**Records of labeled points:**
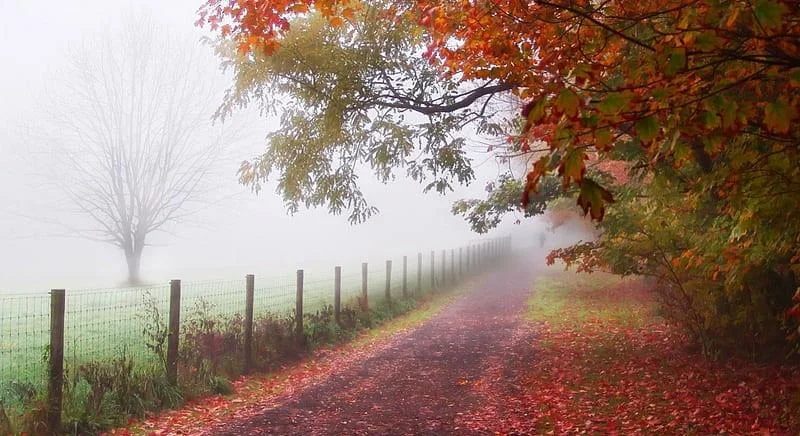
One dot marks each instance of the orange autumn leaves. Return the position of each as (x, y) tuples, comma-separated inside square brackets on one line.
[(258, 25), (660, 72)]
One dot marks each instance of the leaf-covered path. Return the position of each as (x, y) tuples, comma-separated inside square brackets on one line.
[(426, 381)]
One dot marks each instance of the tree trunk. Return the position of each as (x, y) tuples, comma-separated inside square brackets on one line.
[(134, 259)]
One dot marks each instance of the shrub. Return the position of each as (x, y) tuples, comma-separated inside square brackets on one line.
[(273, 340), (100, 395)]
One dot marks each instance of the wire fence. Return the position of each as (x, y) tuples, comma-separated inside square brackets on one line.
[(106, 324)]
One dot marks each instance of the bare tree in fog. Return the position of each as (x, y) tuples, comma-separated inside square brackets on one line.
[(132, 137)]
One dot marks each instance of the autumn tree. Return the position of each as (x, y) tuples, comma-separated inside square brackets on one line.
[(129, 137), (697, 96)]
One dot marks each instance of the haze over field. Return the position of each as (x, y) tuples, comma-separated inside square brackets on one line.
[(234, 234)]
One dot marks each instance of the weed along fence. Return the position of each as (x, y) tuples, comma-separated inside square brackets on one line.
[(69, 348)]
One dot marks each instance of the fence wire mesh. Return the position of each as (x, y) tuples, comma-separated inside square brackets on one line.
[(104, 324), (24, 338)]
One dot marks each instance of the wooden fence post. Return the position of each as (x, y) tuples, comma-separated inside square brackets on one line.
[(389, 281), (461, 262), (433, 270), (55, 384), (174, 331), (444, 268), (250, 281), (405, 276), (364, 300), (452, 265), (298, 311), (419, 273), (337, 293)]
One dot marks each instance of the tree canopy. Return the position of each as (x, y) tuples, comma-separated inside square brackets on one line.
[(696, 97)]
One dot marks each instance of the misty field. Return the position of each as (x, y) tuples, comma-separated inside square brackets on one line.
[(101, 324)]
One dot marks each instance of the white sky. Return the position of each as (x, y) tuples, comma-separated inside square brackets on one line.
[(251, 234)]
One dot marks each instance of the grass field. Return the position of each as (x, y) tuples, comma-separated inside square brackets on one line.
[(105, 323), (608, 363)]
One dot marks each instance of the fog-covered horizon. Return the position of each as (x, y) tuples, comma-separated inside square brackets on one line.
[(238, 233)]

**Objective:**
Copy all of the data above word for word, omitting the pictures.

**Task output:**
One dot marks each instance of the orange autumn leaves. Return the position of each as (x, y) tuples, comma-separated inside square brackets on one line.
[(258, 25), (660, 72)]
One dot marks each instance of the leaf-covered path. Return the position of each as (x, y) tuples, comma-separated inside square brackets on one line.
[(426, 381)]
One dot marks each instance of the tree trunk. Return the position of each as (x, y) tuples, comma-separated inside square brackets on one line.
[(134, 259)]
One dot marks each instance of the shrub. Return the position of each as (x, y) tuples, comma-separated inside square brackets on one line.
[(273, 340), (100, 395)]
One dot marks each instance of the wire fence. Return the position of each as (x, y) tuples, comma-separated inside square brackets on one line.
[(106, 324)]
One dot marks each instance of the bare tree in fog. Return the position of each as (x, y) tuples, comma-separated inside square brackets on one line.
[(132, 137)]
One dot marks each instance of the autumn tree. Return the position of each as (x, y) tuples, comma-separated inside square brackets on one line.
[(129, 137), (697, 96)]
One dot marks each instance of the haze over field. Return the position of each as (x, y) tuples, comma-separated inside square brackets on one line.
[(234, 234)]
One dot marks each instance of the weed along fence. Return the position of each as (x, y) tuples, comma-separated inside square brackets on one line.
[(69, 348)]
One dot marks each instance of the fence wire mesh. Return the position of each as (x, y) tuples, comma-separated inside square brackets on one line.
[(104, 324), (24, 338)]
One dot marks each instance of the wooden fence post. Return the position of each as (x, y) tuples, comma-separated inside square brackets on one line.
[(389, 281), (461, 262), (433, 270), (55, 384), (174, 331), (444, 268), (250, 281), (405, 276), (364, 300), (452, 265), (298, 311), (419, 273), (337, 293)]
One dot marks each instance of the tree canopy. Return the position of each as (x, y) tuples, comma-separated inside square brackets on one line.
[(696, 97)]
One dot marks each instance of the misty field. Return the position of each as (x, y) tuples, comma-separated inside square brackets on one line.
[(101, 324)]
One dot marks each instance of the white sky. Return the position of each as (x, y) tuples, comma-separated inside square brackets on one line.
[(251, 234)]
One dot marks each instance of the grass field. Return the position of each as (x, y) tuples, comma-separated inside square brackets on one line.
[(105, 323), (608, 363)]
One dot marks each instance of the fog-covered horizon. Return the position of each as (x, y) tuples, comma-separated inside square brackets on one line.
[(238, 233)]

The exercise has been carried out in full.